Transcribe exactly the line in which "the white socks" occurs, plus every line that comes after it up to the end of the entries.

[Entries taken from a collection]
━━━

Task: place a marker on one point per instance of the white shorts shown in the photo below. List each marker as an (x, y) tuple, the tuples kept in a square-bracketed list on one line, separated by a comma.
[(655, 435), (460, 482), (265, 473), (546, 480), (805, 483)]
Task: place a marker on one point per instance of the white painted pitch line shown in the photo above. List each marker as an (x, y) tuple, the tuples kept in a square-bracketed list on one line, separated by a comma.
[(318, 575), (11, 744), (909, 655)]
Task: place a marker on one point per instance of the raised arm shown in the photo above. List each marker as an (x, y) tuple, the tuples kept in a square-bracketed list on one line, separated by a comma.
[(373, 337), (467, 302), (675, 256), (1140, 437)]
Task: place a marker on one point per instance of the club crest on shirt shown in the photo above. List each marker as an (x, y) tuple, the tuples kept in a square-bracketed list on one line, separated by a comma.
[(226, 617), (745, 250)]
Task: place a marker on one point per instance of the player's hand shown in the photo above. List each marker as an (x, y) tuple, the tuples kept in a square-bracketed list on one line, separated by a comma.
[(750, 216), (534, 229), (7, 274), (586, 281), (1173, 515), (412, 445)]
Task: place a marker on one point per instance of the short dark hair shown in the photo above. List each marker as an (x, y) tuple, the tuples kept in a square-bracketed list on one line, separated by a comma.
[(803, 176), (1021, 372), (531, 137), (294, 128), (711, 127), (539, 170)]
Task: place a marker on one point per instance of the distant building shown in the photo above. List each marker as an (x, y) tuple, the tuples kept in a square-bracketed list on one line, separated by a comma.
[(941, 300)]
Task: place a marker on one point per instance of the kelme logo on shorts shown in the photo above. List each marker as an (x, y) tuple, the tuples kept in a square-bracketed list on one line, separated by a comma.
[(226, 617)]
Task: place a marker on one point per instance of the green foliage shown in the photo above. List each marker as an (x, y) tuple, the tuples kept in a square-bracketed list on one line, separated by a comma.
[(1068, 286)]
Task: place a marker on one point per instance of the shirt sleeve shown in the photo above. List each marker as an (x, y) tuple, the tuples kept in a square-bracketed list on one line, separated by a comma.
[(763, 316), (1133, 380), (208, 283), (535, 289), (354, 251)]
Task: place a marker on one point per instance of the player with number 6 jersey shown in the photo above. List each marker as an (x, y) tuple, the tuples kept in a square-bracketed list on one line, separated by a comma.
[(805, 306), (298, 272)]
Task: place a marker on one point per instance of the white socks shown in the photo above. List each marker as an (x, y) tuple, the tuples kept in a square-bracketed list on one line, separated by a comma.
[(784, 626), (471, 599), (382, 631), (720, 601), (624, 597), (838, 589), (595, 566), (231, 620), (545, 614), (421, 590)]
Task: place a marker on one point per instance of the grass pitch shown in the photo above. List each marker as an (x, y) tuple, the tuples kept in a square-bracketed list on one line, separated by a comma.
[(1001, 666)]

━━━

Task result:
Task: place a marker on one point per instance of the white socks shown in the photo above. List each marker as an (x, y) tuple, the tuples kept in a square-bracketed list on one line, separated by a comma.
[(784, 626), (471, 599), (382, 631), (720, 601), (624, 597), (838, 589), (595, 566), (231, 620), (545, 614), (421, 590)]
Task: place a marker on one point per instance of the grass pitch shown in the photo above. List each marker as an (x, y) tuple, the tuples kept in a square-bracketed list on one line, separated by a comma.
[(1001, 666)]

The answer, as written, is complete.